▶ Work request:
The listing below must be returned in full and unchanged, without the images it carries.

______

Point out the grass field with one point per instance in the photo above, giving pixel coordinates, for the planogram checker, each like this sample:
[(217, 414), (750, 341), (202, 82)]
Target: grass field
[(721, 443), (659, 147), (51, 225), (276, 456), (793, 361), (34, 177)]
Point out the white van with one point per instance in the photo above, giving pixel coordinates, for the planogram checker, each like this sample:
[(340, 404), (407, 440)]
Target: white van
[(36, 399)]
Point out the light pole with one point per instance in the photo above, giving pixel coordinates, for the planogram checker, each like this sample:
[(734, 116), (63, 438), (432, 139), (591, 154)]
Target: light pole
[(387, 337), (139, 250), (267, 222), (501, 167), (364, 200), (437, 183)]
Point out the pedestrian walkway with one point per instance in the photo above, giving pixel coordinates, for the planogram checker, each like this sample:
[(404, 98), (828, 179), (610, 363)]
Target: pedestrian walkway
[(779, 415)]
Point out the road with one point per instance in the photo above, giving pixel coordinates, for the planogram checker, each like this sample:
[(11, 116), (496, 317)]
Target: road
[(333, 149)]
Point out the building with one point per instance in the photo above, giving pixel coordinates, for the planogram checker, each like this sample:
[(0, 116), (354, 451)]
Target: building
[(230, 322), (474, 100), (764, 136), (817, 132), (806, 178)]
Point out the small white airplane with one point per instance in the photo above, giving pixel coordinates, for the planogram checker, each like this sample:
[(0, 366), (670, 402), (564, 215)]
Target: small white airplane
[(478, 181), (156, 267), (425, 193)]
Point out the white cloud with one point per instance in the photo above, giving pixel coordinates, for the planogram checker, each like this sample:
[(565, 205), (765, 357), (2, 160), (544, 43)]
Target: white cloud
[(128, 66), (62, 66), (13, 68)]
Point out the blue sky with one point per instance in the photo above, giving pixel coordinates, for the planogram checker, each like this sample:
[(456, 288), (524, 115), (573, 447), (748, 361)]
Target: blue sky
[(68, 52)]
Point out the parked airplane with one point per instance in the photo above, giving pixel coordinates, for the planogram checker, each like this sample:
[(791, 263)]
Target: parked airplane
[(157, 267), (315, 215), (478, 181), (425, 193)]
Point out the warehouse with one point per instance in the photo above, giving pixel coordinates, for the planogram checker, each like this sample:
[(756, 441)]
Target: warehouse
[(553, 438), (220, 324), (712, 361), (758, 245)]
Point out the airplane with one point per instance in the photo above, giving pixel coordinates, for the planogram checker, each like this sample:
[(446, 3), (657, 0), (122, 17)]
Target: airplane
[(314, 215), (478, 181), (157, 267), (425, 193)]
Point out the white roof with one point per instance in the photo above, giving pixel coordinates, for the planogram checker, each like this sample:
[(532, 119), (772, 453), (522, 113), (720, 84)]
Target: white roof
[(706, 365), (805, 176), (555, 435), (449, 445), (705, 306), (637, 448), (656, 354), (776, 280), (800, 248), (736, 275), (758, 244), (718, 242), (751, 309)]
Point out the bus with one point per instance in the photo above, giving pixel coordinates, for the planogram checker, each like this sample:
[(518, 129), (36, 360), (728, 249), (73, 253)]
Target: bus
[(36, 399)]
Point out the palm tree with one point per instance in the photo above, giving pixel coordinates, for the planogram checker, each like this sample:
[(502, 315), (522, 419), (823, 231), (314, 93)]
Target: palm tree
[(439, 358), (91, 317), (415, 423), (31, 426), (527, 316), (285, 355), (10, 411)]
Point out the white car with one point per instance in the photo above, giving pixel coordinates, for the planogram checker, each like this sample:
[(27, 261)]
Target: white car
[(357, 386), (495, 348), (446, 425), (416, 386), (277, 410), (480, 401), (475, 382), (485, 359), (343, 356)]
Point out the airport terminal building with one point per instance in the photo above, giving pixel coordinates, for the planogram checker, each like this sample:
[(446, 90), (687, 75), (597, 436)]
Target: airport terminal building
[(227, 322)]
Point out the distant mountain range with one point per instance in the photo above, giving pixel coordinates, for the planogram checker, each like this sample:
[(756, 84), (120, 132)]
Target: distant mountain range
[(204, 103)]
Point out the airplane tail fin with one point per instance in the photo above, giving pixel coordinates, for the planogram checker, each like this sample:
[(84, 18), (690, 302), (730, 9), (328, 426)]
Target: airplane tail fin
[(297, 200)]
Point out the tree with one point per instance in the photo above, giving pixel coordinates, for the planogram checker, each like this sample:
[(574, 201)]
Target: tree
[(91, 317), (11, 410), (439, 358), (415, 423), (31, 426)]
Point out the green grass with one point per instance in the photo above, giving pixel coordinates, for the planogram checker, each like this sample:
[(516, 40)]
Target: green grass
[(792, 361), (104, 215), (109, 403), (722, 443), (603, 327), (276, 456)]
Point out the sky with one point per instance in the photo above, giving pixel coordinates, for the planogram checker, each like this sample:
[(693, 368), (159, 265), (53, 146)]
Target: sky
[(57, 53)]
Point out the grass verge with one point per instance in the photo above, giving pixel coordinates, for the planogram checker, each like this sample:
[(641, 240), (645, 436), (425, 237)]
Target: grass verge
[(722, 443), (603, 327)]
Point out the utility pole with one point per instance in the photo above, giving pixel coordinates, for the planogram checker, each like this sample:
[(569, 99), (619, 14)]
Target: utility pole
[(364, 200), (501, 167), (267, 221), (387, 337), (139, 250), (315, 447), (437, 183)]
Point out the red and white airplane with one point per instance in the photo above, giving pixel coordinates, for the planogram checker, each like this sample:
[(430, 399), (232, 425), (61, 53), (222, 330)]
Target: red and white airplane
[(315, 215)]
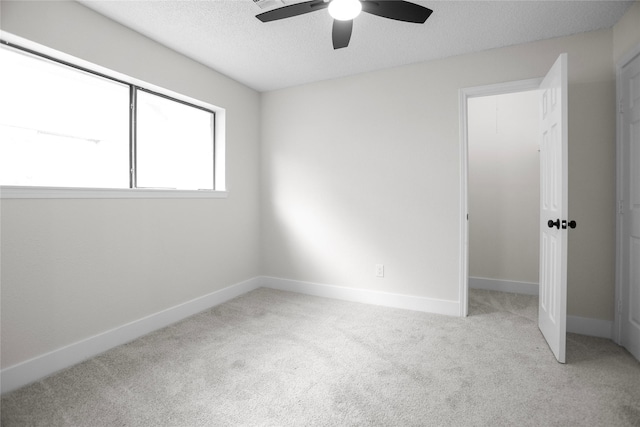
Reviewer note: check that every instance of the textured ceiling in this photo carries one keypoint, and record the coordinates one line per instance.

______

▶ Reply to the task:
Point out the grass field with one point per instance in the photo above, giving pixel coordinates, for the planogram checker, each like this sample:
[(217, 414), (750, 341), (202, 82)]
Target: grass field
[(721, 443), (659, 147), (51, 225), (276, 456), (793, 361), (34, 177)]
Point out the white van with one point per instance in the photo above, giving pixel coordinates, for the planogram checker, each like this sample:
[(340, 404), (407, 440)]
Target: white van
[(36, 399)]
Point out the light pole with one point per instance in the photo above, giving pixel coordinates, for the planogram checker, each like this sample:
[(734, 116), (63, 438), (432, 139), (591, 154)]
Target: light pole
[(387, 337), (139, 250), (267, 222), (501, 167), (364, 200), (437, 183)]
Point out the pedestrian walkway with one point per instance in the photo above, giving pixel coordinates, for the planogram checker, each like this sample:
[(404, 98), (828, 179), (610, 363)]
Target: pedestrian walkway
[(779, 415)]
Point out the road with one point per instance in the photo above, giving pixel coordinates, for the planogram checker, each like this sample:
[(11, 116), (496, 317)]
Target: road
[(333, 149)]
Point out the building with one point per instance in the photo above, giving pixel coordinates, for the planogram checker, each like this sample:
[(0, 116), (354, 451)]
Target: building
[(230, 322), (474, 100), (764, 136), (817, 132), (806, 178)]
Point out the small white airplane with one point per instance in the photo above, giving pixel coordinates, for the planogram checker, each like this sample:
[(0, 366), (670, 402), (564, 215)]
Target: small white airplane
[(478, 181), (156, 267), (425, 193)]
Point out the white cloud with one point per instance in the photo above, giving pixel coordinates, for the planogram checker, each like this sample:
[(565, 205), (765, 357), (2, 160), (544, 43)]
Target: white cloud
[(128, 66), (62, 66), (13, 68)]
Point out the blue sky with one point per instance in the photo above, giving pixel coordinates, for the planogram checker, each like this sample:
[(456, 288), (524, 115), (573, 447), (748, 361)]
Target: blue sky
[(68, 52)]
Point out the parked airplane with one point per instance in the photo above, giving pixel coordinates, for the planogram checker, each like this sample:
[(791, 263)]
Target: parked airplane
[(157, 267), (315, 215), (478, 181), (425, 193)]
Point out the warehouse with one point per instance in the photo above, giving pixel coordinates, for the planogram checker, each like this sample:
[(756, 441)]
Target: warehouse
[(553, 438), (220, 324), (712, 361), (758, 245)]
Point out the airplane with one point per instance in the photo above, giving pixel coordinates, for the planogram checker, each like this sample:
[(446, 3), (657, 0), (122, 17)]
Target: airplane
[(314, 215), (478, 181), (157, 267), (425, 193)]
Point out the white roof with one point per instance in the photo above, giving pixel coordinates, for the planogram checker, each like this sample:
[(532, 119), (772, 453), (522, 113), (720, 84)]
Target: white roof
[(706, 365), (805, 176), (555, 435), (449, 445), (705, 306), (637, 448), (656, 354), (776, 280), (800, 248), (736, 275), (758, 244), (718, 242), (751, 309)]
Point out the bus with one point per instance in the photo above, giving pixel coordinates, for the planogram checker, each like this sample:
[(518, 129), (36, 360), (728, 249), (73, 253)]
Target: bus
[(36, 399)]
Point out the palm tree with one point per instance in the photo above, giving pixel coordinates, for the planogram checker, each like this sample:
[(502, 315), (522, 419), (823, 231), (314, 93)]
Target: palm tree
[(439, 358), (91, 317), (415, 423), (31, 426), (527, 316), (285, 355), (10, 411)]
Point out the white car with one point per instance in the photo above, giving pixel coordinates, for the planogram checker, each like this sample:
[(27, 261)]
Target: white car
[(357, 386), (495, 348), (446, 425), (416, 386), (277, 410), (480, 401), (475, 382), (485, 359), (343, 356)]
Point out the airport terminal building with one point per instance in the photo above, giving pixel coordinates, for the planogram checker, each like this sample:
[(446, 90), (687, 75), (597, 436)]
Target: airport terminal building
[(227, 322)]
Point out the distant mountain range with one point per instance in the photo above, giving pixel coordinates, for the planogram checker, each like this sample:
[(756, 84), (120, 132)]
Target: distant mountain range
[(204, 103)]
Point out the airplane tail fin with one point per instance in the photo above, giving pixel coordinates, for the planogram checker, each like this sample:
[(84, 18), (690, 302), (730, 9), (328, 426)]
Target: airplane tail fin
[(297, 200)]
Point out the tree with one point per instance in the photo above, giving pixel coordinates, for the planogram checker, each like this sample:
[(574, 201)]
Target: tree
[(91, 317), (11, 410), (439, 358), (415, 423), (31, 426)]
Point out the green grass with one point per instance in the photo above, giving pixel coordinates, for the planogram checker, each like this sample:
[(516, 40)]
Target: green grass
[(792, 361), (104, 215), (109, 403), (722, 443), (603, 327), (276, 456)]
Point out the sky with one point per instance in the photo above, giving pixel coordinates, for the planogram checker, each like this sample:
[(693, 368), (159, 265), (53, 146)]
Target: sky
[(57, 53)]
Point out the grass verge with one point per instance in the photo above, giving pixel coordinates, for the planogram checker, each like this sample:
[(641, 240), (645, 436), (425, 237)]
Target: grass verge
[(722, 443), (603, 327)]
Point out the utility pole with one point per instance in the photo above, giving pixel coordinates, for the planogram checker, each like this sample:
[(569, 99), (619, 14)]
Target: utility pole
[(364, 200), (501, 167), (267, 221), (387, 337), (139, 250), (315, 447), (437, 183)]
Point out the red and white airplane with one point per instance in the photo above, giving pixel coordinates, for the planogram checker, each like this sample:
[(430, 399), (232, 425), (61, 53), (222, 330)]
Target: red and white airplane
[(315, 215)]
Reviewer note: check that every instance of the textured ceiling in this photo carries one keypoint, and record the coordinates one line per instance.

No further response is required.